━━ Supplied data

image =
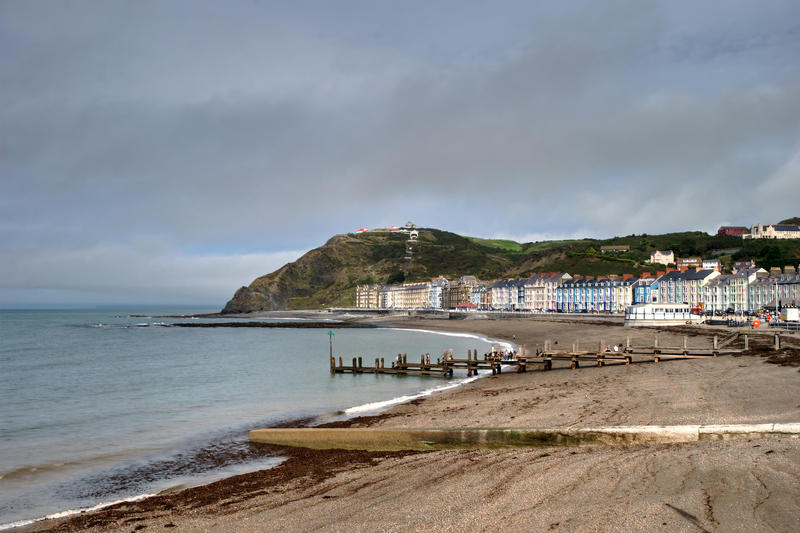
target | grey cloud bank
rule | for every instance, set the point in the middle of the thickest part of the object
(265, 127)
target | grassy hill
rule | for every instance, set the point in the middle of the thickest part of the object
(328, 275)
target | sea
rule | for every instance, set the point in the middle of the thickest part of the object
(106, 405)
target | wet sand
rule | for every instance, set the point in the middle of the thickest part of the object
(741, 485)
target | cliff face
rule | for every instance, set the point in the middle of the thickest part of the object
(327, 276)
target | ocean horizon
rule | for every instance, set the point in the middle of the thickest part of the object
(107, 404)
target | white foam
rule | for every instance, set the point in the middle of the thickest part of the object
(378, 406)
(72, 512)
(505, 344)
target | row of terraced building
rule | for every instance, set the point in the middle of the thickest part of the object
(749, 289)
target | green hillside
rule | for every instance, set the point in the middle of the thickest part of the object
(328, 275)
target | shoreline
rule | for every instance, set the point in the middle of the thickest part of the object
(369, 410)
(447, 405)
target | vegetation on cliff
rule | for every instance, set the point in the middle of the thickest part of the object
(327, 276)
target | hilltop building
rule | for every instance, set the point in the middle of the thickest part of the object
(667, 257)
(774, 231)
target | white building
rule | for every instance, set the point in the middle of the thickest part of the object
(666, 257)
(773, 231)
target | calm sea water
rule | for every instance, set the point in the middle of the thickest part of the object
(97, 406)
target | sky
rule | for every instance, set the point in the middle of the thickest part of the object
(169, 152)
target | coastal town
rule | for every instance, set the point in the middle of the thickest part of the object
(701, 283)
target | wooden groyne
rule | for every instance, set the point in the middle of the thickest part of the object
(308, 324)
(541, 358)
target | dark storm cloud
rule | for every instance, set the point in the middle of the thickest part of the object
(231, 132)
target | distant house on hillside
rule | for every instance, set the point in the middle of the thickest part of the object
(774, 231)
(742, 265)
(687, 263)
(732, 230)
(666, 257)
(615, 248)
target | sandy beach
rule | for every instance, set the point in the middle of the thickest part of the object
(737, 485)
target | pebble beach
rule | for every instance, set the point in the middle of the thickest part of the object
(736, 485)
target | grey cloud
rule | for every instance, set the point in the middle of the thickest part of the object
(268, 126)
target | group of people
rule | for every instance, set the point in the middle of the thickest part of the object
(399, 360)
(502, 355)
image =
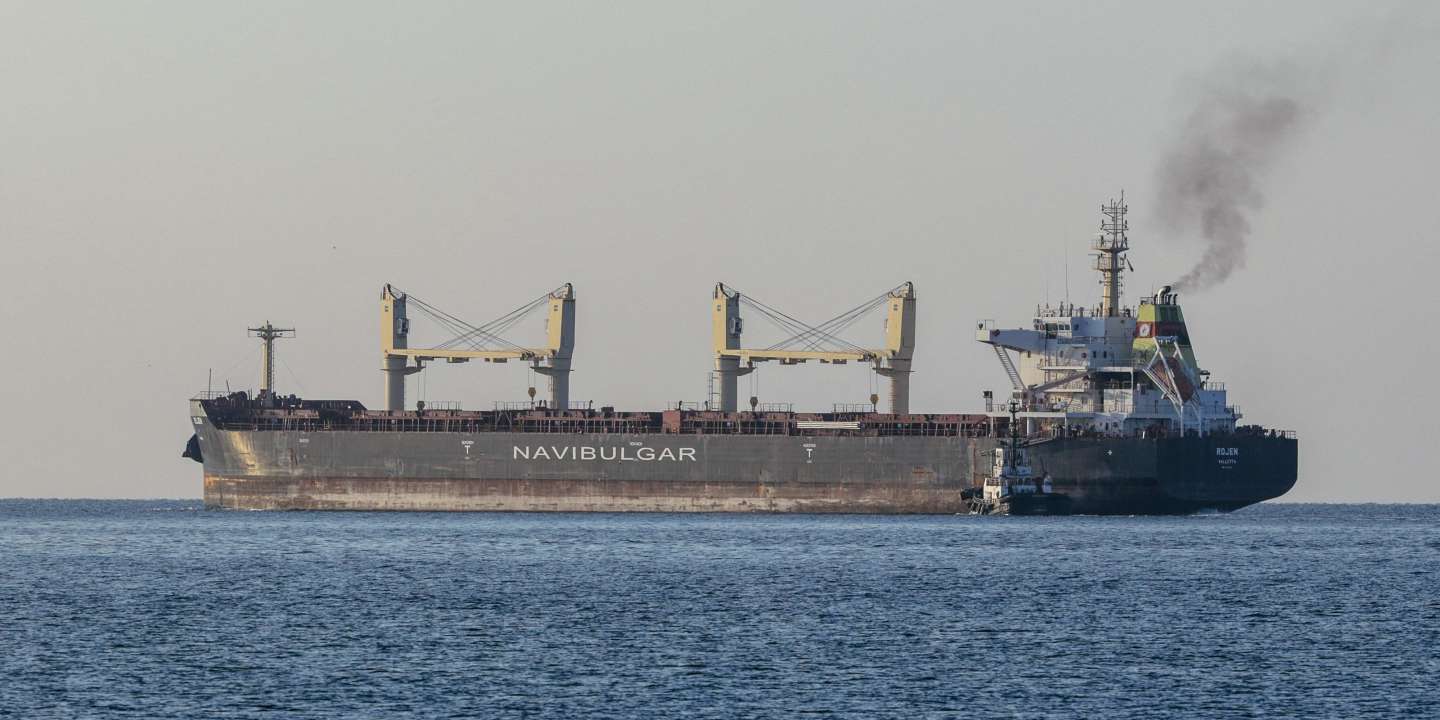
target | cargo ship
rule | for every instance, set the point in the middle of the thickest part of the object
(1109, 402)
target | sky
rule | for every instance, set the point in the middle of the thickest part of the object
(176, 172)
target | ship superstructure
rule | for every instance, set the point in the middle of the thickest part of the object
(1110, 369)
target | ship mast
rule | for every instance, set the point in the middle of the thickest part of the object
(1109, 258)
(270, 334)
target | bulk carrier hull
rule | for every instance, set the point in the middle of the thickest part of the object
(674, 473)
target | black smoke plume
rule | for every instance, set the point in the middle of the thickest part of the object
(1213, 174)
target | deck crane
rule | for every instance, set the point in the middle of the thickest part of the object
(478, 343)
(815, 342)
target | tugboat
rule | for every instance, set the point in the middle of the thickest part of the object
(1013, 487)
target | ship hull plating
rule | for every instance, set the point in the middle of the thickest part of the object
(503, 471)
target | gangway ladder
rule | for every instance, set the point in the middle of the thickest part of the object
(712, 390)
(1010, 367)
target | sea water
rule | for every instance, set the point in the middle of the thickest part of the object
(159, 609)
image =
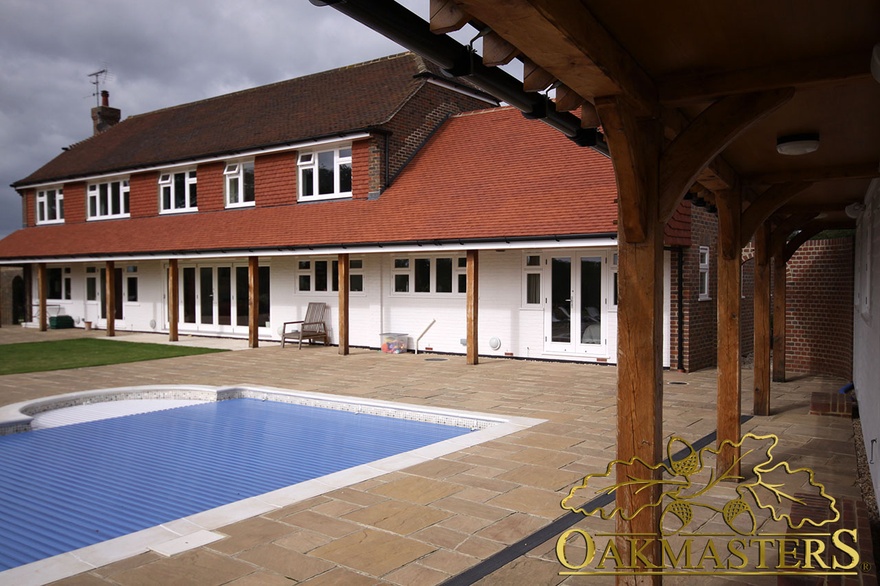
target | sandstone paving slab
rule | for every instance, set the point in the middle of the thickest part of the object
(373, 552)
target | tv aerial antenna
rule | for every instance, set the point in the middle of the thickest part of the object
(99, 77)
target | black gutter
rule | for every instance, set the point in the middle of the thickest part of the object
(350, 247)
(19, 185)
(395, 22)
(681, 308)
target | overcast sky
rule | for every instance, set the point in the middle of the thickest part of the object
(158, 53)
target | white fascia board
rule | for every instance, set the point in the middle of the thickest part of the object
(294, 146)
(411, 248)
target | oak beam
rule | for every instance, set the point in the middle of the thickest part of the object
(497, 51)
(865, 170)
(762, 321)
(42, 292)
(536, 79)
(567, 99)
(446, 17)
(632, 166)
(701, 87)
(473, 297)
(765, 205)
(571, 44)
(253, 302)
(779, 333)
(706, 136)
(807, 232)
(784, 229)
(589, 116)
(110, 296)
(729, 295)
(343, 262)
(635, 148)
(173, 300)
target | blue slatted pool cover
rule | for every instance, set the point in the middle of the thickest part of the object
(68, 487)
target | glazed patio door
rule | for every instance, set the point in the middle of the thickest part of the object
(214, 298)
(117, 287)
(575, 304)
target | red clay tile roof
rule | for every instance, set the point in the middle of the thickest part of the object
(678, 228)
(332, 102)
(484, 175)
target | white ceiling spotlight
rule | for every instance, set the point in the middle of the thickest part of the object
(798, 144)
(854, 210)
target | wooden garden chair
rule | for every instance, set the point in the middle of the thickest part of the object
(310, 328)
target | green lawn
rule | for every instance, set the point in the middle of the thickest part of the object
(77, 353)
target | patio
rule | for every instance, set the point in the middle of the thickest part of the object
(433, 521)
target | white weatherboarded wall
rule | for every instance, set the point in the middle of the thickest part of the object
(866, 328)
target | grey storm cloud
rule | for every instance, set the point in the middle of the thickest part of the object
(158, 54)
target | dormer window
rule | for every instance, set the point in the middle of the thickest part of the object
(50, 206)
(108, 199)
(325, 174)
(239, 184)
(177, 191)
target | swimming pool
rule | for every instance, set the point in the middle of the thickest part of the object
(245, 453)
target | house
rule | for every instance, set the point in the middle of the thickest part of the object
(401, 172)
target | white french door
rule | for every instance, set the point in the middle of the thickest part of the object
(214, 298)
(578, 303)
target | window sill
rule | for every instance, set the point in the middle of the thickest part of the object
(333, 197)
(180, 211)
(102, 218)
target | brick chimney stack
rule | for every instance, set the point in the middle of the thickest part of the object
(103, 116)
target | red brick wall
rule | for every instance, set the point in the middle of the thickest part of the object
(701, 317)
(275, 179)
(747, 302)
(30, 207)
(143, 195)
(819, 308)
(363, 169)
(210, 181)
(74, 202)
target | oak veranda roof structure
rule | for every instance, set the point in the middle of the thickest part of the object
(489, 175)
(691, 97)
(349, 99)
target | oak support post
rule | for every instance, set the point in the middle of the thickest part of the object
(635, 150)
(473, 296)
(729, 362)
(253, 302)
(42, 288)
(343, 262)
(110, 296)
(779, 341)
(173, 300)
(762, 321)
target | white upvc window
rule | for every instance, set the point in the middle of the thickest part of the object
(50, 205)
(131, 284)
(704, 273)
(58, 284)
(239, 182)
(177, 191)
(324, 174)
(319, 275)
(108, 199)
(531, 280)
(441, 275)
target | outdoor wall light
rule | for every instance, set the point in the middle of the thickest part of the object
(797, 144)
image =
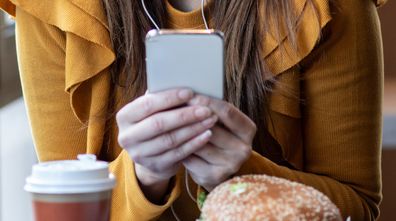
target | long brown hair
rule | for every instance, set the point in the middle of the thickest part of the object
(244, 23)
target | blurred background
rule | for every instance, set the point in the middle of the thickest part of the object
(16, 145)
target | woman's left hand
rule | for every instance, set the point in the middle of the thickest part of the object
(229, 147)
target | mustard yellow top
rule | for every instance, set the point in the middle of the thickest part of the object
(328, 124)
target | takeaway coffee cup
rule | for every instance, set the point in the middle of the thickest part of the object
(71, 190)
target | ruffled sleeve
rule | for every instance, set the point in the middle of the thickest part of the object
(65, 52)
(281, 57)
(88, 55)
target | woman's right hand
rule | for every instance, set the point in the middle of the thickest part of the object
(159, 132)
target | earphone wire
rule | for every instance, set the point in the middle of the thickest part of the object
(203, 14)
(157, 26)
(148, 15)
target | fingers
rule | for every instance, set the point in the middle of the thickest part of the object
(175, 138)
(162, 123)
(177, 155)
(236, 121)
(149, 104)
(212, 155)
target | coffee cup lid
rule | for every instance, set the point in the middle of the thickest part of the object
(85, 175)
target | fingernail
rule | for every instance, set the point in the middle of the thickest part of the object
(206, 135)
(185, 94)
(210, 121)
(202, 112)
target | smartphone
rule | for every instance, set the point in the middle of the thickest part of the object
(185, 58)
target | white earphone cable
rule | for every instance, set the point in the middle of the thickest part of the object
(148, 14)
(203, 14)
(158, 28)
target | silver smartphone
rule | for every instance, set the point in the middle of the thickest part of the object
(185, 58)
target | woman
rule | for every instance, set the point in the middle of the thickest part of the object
(303, 98)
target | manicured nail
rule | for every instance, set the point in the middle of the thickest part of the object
(206, 135)
(210, 121)
(202, 112)
(185, 94)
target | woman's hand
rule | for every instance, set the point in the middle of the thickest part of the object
(158, 136)
(228, 148)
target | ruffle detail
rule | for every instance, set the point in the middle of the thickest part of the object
(282, 59)
(88, 48)
(283, 56)
(380, 3)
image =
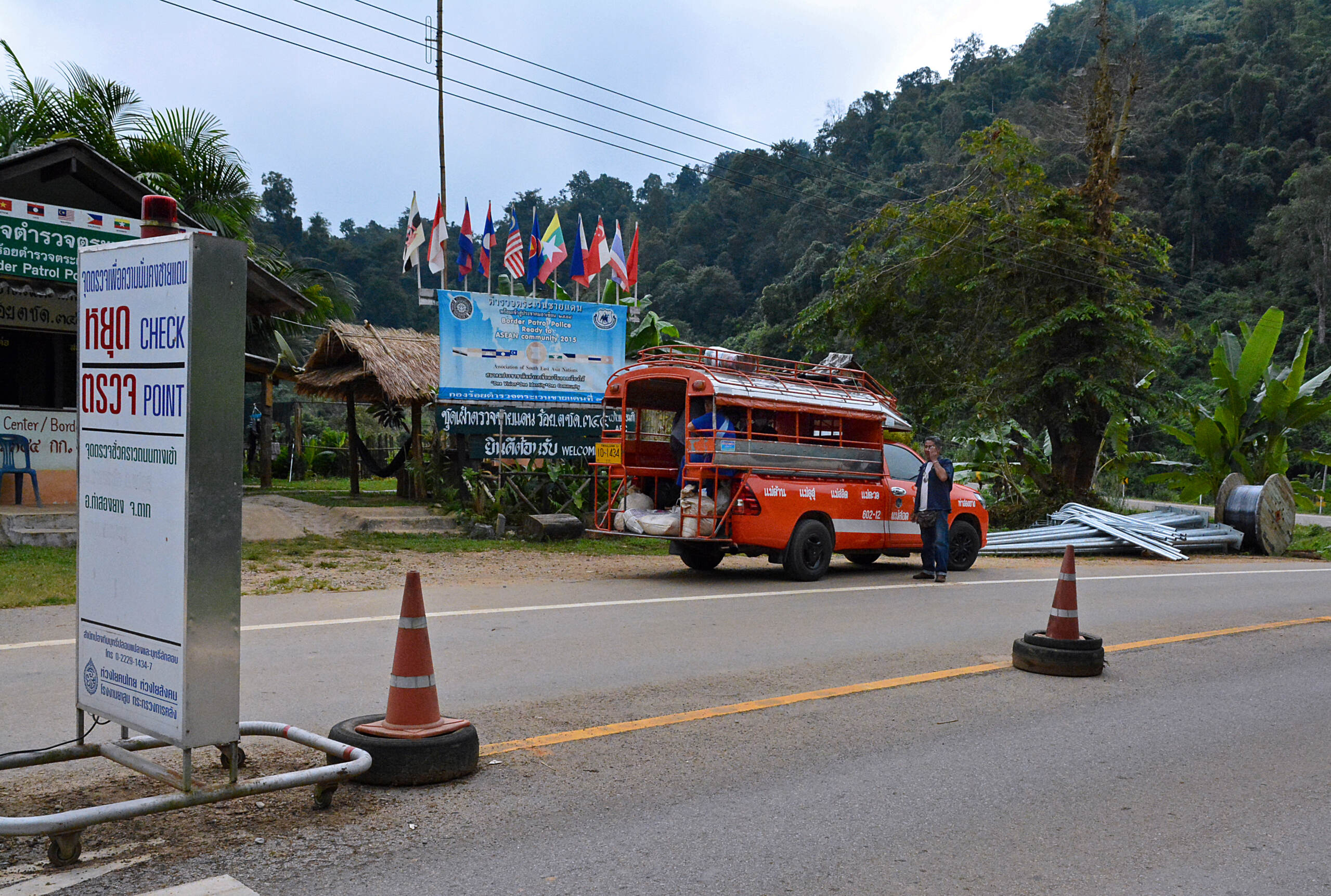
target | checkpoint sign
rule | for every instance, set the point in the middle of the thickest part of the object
(161, 327)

━━━━

*Aim*
Format the items as a two-column CSV with columns "prompt" and "points", one row per item, putting its text in one quoted field and its answer in the other, with line breaks turned into spaces. Begin at the line that has "target | silver smartphone" and stop after the end of the items, leaving the pictures out.

*Answer to the problem*
prompt,points
"target | silver smartphone rule | for every instance, set the point in the middle of the thickest part of the object","(185, 58)"
"target | woman rule | for every instance, set the point in the middle of the thickest part of the object","(303, 98)"
"target | manicured nail rule | for every instance, set the point in the middle of the thickest part of the object","(206, 135) (210, 121) (202, 112) (185, 94)"
"target | woman's hand rule | for every instance, set the point in the middle of the thickest part of the object","(158, 136) (228, 148)"
"target | ruffle detail rule | for every instance, set the point in the middle of the thickest part of the object","(282, 59) (88, 48) (283, 56) (380, 3)"
"image = target | checkpoint sign rule | for every instance, set the point in the middle of the thickest part of the object","(161, 327)"